Brief -> Your task is to copy each line of the material below that includes "microphone".

Data records ->
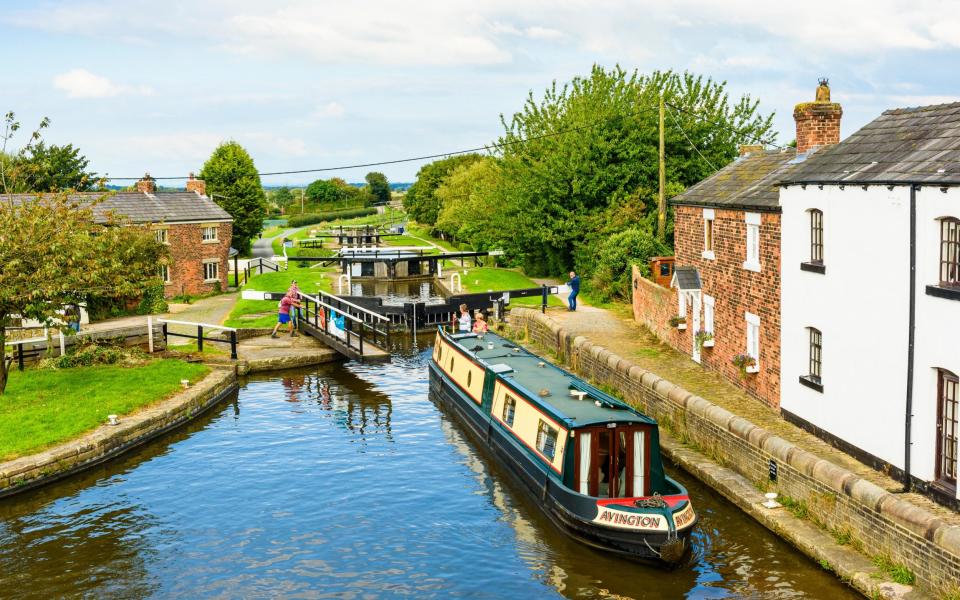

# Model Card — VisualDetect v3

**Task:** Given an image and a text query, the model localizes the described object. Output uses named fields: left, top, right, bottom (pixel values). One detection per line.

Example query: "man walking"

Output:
left=567, top=271, right=580, bottom=312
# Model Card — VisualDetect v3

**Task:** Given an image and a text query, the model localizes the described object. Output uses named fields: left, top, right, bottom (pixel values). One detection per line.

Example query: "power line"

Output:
left=666, top=105, right=719, bottom=171
left=665, top=101, right=785, bottom=150
left=104, top=105, right=662, bottom=181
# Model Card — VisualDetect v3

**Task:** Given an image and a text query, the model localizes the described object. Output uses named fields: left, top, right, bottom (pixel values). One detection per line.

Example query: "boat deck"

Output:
left=448, top=331, right=653, bottom=427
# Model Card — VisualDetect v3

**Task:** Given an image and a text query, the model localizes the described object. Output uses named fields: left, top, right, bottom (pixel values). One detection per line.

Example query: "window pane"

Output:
left=578, top=432, right=591, bottom=494
left=633, top=431, right=645, bottom=497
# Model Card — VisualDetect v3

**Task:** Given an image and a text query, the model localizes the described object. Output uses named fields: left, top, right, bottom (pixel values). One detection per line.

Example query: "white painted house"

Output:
left=780, top=102, right=960, bottom=506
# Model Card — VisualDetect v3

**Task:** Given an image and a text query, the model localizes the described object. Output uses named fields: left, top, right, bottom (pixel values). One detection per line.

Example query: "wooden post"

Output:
left=197, top=325, right=204, bottom=352
left=17, top=344, right=24, bottom=371
left=162, top=322, right=168, bottom=348
left=658, top=94, right=667, bottom=240
left=541, top=285, right=548, bottom=314
left=234, top=255, right=239, bottom=287
left=230, top=330, right=238, bottom=360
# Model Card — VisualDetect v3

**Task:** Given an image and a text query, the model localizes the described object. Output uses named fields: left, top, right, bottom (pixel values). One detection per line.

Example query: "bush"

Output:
left=136, top=284, right=168, bottom=315
left=587, top=227, right=670, bottom=303
left=288, top=207, right=377, bottom=227
left=40, top=343, right=149, bottom=369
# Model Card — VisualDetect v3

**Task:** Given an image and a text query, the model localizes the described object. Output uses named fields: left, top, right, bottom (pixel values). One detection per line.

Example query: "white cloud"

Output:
left=53, top=69, right=153, bottom=98
left=312, top=102, right=346, bottom=119
left=524, top=26, right=564, bottom=41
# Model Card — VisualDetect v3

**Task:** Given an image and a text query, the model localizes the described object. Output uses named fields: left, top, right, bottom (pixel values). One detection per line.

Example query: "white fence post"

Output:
left=59, top=330, right=66, bottom=356
left=147, top=315, right=154, bottom=353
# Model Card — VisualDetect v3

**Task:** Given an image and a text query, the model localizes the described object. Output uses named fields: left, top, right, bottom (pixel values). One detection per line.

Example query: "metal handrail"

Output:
left=157, top=318, right=236, bottom=331
left=316, top=291, right=389, bottom=322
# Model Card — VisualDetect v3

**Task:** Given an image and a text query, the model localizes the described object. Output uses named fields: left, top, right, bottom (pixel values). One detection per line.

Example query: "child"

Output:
left=271, top=291, right=302, bottom=338
left=472, top=312, right=488, bottom=334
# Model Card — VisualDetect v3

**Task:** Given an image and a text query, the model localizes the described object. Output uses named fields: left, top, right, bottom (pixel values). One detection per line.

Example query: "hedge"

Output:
left=287, top=207, right=378, bottom=227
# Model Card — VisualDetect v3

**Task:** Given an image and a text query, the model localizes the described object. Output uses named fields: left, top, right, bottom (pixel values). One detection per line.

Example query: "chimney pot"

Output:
left=136, top=172, right=156, bottom=194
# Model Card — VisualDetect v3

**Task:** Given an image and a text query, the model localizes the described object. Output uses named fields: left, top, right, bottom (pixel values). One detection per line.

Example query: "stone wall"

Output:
left=0, top=368, right=237, bottom=498
left=508, top=307, right=960, bottom=598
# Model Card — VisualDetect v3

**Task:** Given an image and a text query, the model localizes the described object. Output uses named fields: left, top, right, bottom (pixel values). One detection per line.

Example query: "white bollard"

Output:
left=147, top=315, right=154, bottom=353
left=59, top=331, right=66, bottom=356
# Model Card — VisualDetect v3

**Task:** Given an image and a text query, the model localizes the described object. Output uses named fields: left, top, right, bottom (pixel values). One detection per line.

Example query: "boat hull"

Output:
left=429, top=361, right=696, bottom=563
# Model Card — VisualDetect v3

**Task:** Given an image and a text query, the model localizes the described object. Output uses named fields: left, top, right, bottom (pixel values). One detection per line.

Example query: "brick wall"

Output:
left=163, top=222, right=232, bottom=298
left=635, top=205, right=782, bottom=408
left=508, top=308, right=960, bottom=598
left=793, top=102, right=842, bottom=154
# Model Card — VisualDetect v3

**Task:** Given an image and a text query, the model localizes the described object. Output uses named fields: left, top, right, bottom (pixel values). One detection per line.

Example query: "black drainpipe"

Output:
left=904, top=184, right=918, bottom=492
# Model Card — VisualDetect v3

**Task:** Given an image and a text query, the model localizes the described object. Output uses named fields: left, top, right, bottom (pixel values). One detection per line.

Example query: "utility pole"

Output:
left=300, top=188, right=304, bottom=213
left=658, top=95, right=666, bottom=240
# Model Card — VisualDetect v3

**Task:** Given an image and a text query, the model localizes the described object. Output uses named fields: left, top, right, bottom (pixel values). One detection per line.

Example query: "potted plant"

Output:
left=668, top=316, right=687, bottom=330
left=732, top=353, right=758, bottom=377
left=695, top=330, right=714, bottom=350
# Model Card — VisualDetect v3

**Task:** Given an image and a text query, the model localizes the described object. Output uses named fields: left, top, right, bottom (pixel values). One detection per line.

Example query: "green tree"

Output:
left=403, top=154, right=484, bottom=226
left=494, top=66, right=775, bottom=275
left=0, top=112, right=98, bottom=193
left=272, top=186, right=293, bottom=208
left=434, top=157, right=505, bottom=250
left=0, top=193, right=166, bottom=394
left=305, top=178, right=347, bottom=205
left=588, top=227, right=671, bottom=302
left=198, top=142, right=267, bottom=253
left=364, top=171, right=391, bottom=203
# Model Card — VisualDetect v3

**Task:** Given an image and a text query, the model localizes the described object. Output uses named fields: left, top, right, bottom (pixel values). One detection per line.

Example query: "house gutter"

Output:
left=904, top=184, right=918, bottom=492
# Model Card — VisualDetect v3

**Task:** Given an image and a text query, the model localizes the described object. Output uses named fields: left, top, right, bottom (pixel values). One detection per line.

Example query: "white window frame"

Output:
left=745, top=311, right=761, bottom=373
left=202, top=259, right=220, bottom=282
left=743, top=212, right=761, bottom=272
left=157, top=264, right=170, bottom=284
left=154, top=227, right=169, bottom=245
left=703, top=294, right=715, bottom=335
left=201, top=225, right=219, bottom=243
left=702, top=208, right=716, bottom=260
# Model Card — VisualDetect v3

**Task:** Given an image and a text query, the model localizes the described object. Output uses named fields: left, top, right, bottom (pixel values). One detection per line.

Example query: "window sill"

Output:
left=202, top=239, right=219, bottom=244
left=702, top=339, right=714, bottom=348
left=203, top=278, right=220, bottom=283
left=800, top=262, right=826, bottom=274
left=799, top=375, right=823, bottom=393
left=702, top=250, right=716, bottom=260
left=742, top=261, right=761, bottom=273
left=926, top=285, right=960, bottom=301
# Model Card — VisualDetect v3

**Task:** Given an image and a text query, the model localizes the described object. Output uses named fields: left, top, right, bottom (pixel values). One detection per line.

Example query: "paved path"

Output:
left=533, top=300, right=960, bottom=525
left=252, top=228, right=298, bottom=259
left=83, top=293, right=239, bottom=338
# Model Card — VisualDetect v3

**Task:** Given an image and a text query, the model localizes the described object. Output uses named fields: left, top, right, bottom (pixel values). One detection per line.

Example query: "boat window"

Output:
left=578, top=431, right=591, bottom=494
left=502, top=395, right=516, bottom=427
left=617, top=430, right=628, bottom=497
left=597, top=430, right=611, bottom=497
left=536, top=420, right=558, bottom=460
left=588, top=426, right=645, bottom=499
left=467, top=371, right=472, bottom=387
left=437, top=346, right=443, bottom=362
left=449, top=356, right=454, bottom=371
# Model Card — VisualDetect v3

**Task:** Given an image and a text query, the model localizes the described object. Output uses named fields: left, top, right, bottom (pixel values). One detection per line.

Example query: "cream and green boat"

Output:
left=429, top=329, right=697, bottom=563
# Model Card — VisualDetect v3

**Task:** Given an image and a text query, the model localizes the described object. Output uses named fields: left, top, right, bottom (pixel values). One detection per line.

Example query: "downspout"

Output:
left=903, top=184, right=918, bottom=492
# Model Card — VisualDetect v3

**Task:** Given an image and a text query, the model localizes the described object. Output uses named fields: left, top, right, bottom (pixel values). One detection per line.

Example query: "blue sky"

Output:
left=2, top=0, right=959, bottom=186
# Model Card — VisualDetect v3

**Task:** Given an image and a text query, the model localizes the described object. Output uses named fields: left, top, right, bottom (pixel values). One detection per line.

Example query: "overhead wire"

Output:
left=666, top=105, right=719, bottom=171
left=665, top=101, right=785, bottom=150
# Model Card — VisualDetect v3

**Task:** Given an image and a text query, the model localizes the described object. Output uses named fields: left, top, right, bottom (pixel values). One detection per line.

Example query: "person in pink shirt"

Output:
left=271, top=291, right=302, bottom=338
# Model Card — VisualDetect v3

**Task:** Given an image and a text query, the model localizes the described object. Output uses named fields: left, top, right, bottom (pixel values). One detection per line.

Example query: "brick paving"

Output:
left=540, top=300, right=960, bottom=525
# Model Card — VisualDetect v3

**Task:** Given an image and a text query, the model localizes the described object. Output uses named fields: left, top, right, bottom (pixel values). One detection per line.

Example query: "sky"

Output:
left=3, top=0, right=960, bottom=186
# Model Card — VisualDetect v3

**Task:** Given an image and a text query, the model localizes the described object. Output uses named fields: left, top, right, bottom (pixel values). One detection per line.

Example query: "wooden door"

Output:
left=936, top=369, right=958, bottom=491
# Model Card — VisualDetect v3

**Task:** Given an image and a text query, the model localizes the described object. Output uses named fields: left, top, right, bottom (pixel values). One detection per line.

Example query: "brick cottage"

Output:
left=632, top=81, right=842, bottom=408
left=10, top=173, right=233, bottom=299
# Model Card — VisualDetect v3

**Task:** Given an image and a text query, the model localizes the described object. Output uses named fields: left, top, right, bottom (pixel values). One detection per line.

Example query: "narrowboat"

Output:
left=428, top=328, right=697, bottom=564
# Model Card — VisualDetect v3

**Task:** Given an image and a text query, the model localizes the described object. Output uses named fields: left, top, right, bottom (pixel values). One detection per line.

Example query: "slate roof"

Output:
left=670, top=149, right=798, bottom=211
left=671, top=266, right=702, bottom=291
left=3, top=191, right=232, bottom=224
left=783, top=101, right=960, bottom=185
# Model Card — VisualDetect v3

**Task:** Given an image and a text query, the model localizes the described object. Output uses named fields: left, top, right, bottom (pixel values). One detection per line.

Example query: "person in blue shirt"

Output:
left=567, top=271, right=580, bottom=311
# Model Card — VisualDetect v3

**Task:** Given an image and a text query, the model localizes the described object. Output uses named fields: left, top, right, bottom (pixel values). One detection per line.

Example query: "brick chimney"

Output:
left=186, top=172, right=206, bottom=196
left=136, top=173, right=156, bottom=194
left=794, top=78, right=842, bottom=154
left=739, top=144, right=764, bottom=156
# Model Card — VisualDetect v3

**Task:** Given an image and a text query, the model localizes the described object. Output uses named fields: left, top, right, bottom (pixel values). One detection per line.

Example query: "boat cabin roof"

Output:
left=443, top=331, right=658, bottom=429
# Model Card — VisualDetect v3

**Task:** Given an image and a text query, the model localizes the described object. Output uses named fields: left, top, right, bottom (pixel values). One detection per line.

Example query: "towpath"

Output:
left=252, top=227, right=299, bottom=259
left=532, top=298, right=960, bottom=525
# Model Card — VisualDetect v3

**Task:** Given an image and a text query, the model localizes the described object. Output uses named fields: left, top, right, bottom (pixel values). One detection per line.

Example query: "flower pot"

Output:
left=746, top=365, right=760, bottom=374
left=702, top=339, right=714, bottom=348
left=677, top=323, right=687, bottom=331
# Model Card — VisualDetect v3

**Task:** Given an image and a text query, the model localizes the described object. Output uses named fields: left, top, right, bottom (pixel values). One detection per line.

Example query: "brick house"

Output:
left=10, top=173, right=233, bottom=299
left=632, top=81, right=842, bottom=408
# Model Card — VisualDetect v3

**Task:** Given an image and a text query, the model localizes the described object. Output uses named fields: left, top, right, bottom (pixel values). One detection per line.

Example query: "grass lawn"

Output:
left=223, top=264, right=338, bottom=328
left=380, top=234, right=431, bottom=247
left=407, top=224, right=458, bottom=251
left=0, top=360, right=210, bottom=460
left=456, top=267, right=564, bottom=307
left=167, top=341, right=227, bottom=355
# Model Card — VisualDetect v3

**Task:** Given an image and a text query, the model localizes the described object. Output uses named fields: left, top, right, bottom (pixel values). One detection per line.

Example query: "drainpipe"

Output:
left=904, top=184, right=918, bottom=492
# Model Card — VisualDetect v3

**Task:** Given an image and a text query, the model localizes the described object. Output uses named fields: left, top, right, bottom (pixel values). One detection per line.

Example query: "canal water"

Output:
left=348, top=280, right=446, bottom=305
left=0, top=343, right=860, bottom=599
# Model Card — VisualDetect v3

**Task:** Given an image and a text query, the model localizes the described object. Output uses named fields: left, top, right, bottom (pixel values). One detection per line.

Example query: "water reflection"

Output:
left=0, top=345, right=860, bottom=599
left=349, top=280, right=445, bottom=305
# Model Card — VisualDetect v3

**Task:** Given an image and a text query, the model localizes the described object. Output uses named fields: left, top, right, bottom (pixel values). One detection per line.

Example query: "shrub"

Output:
left=136, top=284, right=168, bottom=315
left=40, top=343, right=148, bottom=369
left=586, top=227, right=670, bottom=303
left=287, top=207, right=377, bottom=227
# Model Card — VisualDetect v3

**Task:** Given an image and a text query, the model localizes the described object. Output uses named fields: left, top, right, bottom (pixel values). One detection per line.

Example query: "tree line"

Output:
left=403, top=66, right=775, bottom=301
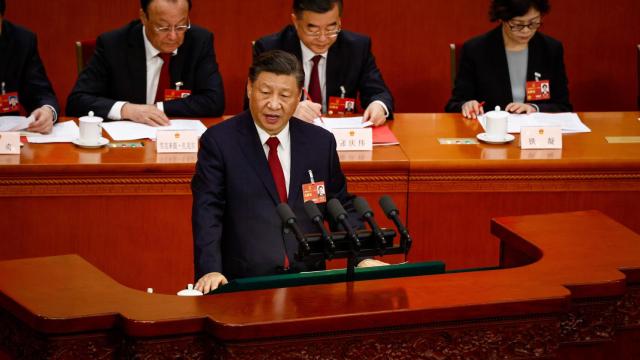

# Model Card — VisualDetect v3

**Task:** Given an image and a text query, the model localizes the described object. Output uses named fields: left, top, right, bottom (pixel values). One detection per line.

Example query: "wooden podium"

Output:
left=1, top=211, right=639, bottom=359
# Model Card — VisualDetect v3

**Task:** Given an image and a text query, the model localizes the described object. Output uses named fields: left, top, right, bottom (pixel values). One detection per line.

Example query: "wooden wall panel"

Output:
left=5, top=0, right=640, bottom=115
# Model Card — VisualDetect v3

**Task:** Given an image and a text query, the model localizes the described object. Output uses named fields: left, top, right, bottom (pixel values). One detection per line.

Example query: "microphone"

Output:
left=353, top=197, right=387, bottom=254
left=327, top=198, right=361, bottom=252
left=276, top=203, right=310, bottom=258
left=379, top=195, right=412, bottom=256
left=304, top=200, right=336, bottom=258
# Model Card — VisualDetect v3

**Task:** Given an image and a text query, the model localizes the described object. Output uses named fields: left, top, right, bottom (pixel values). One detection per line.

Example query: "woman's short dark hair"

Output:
left=249, top=50, right=304, bottom=90
left=140, top=0, right=192, bottom=14
left=489, top=0, right=550, bottom=22
left=0, top=0, right=6, bottom=16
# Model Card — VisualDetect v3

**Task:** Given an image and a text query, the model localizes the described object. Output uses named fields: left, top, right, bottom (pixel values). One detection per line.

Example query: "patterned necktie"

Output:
left=266, top=136, right=290, bottom=269
left=154, top=53, right=171, bottom=103
left=308, top=55, right=323, bottom=104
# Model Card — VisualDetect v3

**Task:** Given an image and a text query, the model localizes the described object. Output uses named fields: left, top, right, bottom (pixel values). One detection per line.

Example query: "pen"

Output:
left=302, top=88, right=324, bottom=124
left=470, top=101, right=486, bottom=118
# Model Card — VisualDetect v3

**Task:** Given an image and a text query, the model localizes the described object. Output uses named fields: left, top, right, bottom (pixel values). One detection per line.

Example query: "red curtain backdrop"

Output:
left=7, top=0, right=640, bottom=115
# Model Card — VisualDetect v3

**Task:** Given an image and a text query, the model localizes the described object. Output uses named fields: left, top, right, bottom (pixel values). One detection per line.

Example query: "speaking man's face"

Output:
left=248, top=72, right=301, bottom=135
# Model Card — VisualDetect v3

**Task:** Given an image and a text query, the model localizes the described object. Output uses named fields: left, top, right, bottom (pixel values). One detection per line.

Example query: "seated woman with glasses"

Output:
left=445, top=0, right=572, bottom=118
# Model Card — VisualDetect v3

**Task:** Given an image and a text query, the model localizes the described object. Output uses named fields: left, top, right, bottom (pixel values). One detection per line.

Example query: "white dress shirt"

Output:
left=254, top=121, right=291, bottom=194
left=299, top=41, right=388, bottom=117
left=107, top=27, right=177, bottom=120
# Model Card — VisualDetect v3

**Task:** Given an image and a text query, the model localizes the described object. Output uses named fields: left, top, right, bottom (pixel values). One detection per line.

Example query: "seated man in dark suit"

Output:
left=0, top=0, right=60, bottom=134
left=66, top=0, right=224, bottom=125
left=253, top=0, right=393, bottom=126
left=193, top=50, right=383, bottom=293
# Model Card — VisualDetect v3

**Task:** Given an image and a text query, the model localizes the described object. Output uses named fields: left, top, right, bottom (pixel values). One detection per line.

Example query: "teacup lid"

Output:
left=80, top=111, right=103, bottom=122
left=176, top=283, right=204, bottom=296
left=485, top=106, right=509, bottom=119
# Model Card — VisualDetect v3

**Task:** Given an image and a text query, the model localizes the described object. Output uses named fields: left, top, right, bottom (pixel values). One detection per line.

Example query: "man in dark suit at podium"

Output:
left=192, top=50, right=380, bottom=293
left=0, top=0, right=60, bottom=134
left=253, top=0, right=393, bottom=126
left=66, top=0, right=224, bottom=125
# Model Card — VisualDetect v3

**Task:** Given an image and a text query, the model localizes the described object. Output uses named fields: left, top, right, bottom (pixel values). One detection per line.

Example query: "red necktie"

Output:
left=154, top=53, right=171, bottom=103
left=266, top=137, right=290, bottom=269
left=308, top=55, right=323, bottom=104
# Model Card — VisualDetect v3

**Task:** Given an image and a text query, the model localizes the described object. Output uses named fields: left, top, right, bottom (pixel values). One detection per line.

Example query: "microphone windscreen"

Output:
left=276, top=203, right=296, bottom=223
left=327, top=198, right=347, bottom=222
left=353, top=197, right=372, bottom=217
left=304, top=200, right=323, bottom=221
left=379, top=195, right=398, bottom=217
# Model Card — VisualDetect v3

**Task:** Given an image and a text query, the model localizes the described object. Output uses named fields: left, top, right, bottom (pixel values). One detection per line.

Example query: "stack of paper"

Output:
left=102, top=119, right=207, bottom=141
left=478, top=113, right=591, bottom=134
left=27, top=121, right=80, bottom=143
left=0, top=116, right=32, bottom=132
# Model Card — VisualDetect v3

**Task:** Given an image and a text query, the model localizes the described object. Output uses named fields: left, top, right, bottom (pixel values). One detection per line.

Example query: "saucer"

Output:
left=476, top=133, right=515, bottom=144
left=72, top=137, right=109, bottom=148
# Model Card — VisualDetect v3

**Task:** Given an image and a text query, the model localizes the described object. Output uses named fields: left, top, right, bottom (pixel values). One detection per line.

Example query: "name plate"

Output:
left=520, top=126, right=562, bottom=149
left=0, top=132, right=20, bottom=154
left=331, top=128, right=372, bottom=151
left=156, top=130, right=198, bottom=153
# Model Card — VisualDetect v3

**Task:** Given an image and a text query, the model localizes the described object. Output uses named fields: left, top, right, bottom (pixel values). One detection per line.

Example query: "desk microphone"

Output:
left=379, top=195, right=412, bottom=256
left=276, top=203, right=310, bottom=258
left=327, top=199, right=361, bottom=252
left=353, top=197, right=387, bottom=254
left=304, top=200, right=336, bottom=258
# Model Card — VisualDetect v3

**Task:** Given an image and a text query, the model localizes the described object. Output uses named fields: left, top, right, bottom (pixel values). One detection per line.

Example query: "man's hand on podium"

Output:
left=357, top=259, right=389, bottom=268
left=194, top=272, right=229, bottom=293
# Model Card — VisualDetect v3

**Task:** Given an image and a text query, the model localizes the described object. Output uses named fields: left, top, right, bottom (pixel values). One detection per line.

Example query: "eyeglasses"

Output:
left=300, top=25, right=341, bottom=39
left=152, top=21, right=191, bottom=34
left=507, top=21, right=542, bottom=32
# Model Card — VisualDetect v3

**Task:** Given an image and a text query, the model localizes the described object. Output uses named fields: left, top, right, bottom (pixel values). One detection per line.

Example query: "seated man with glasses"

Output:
left=252, top=0, right=393, bottom=126
left=445, top=0, right=572, bottom=118
left=67, top=0, right=224, bottom=125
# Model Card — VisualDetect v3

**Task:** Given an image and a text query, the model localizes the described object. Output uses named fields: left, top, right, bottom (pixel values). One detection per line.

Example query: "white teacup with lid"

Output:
left=78, top=111, right=103, bottom=145
left=484, top=106, right=509, bottom=141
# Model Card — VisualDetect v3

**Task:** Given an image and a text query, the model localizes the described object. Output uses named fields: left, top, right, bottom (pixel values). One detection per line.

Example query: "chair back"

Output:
left=75, top=39, right=97, bottom=74
left=637, top=44, right=640, bottom=109
left=449, top=43, right=461, bottom=90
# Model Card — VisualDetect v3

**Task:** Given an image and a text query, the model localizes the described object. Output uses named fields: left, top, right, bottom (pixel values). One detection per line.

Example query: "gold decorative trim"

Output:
left=410, top=173, right=640, bottom=182
left=0, top=177, right=191, bottom=186
left=346, top=176, right=407, bottom=183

Exercise solution ->
Example query: "microphone"
Example query: "microphone windscreen"
Example query: "desk microphone"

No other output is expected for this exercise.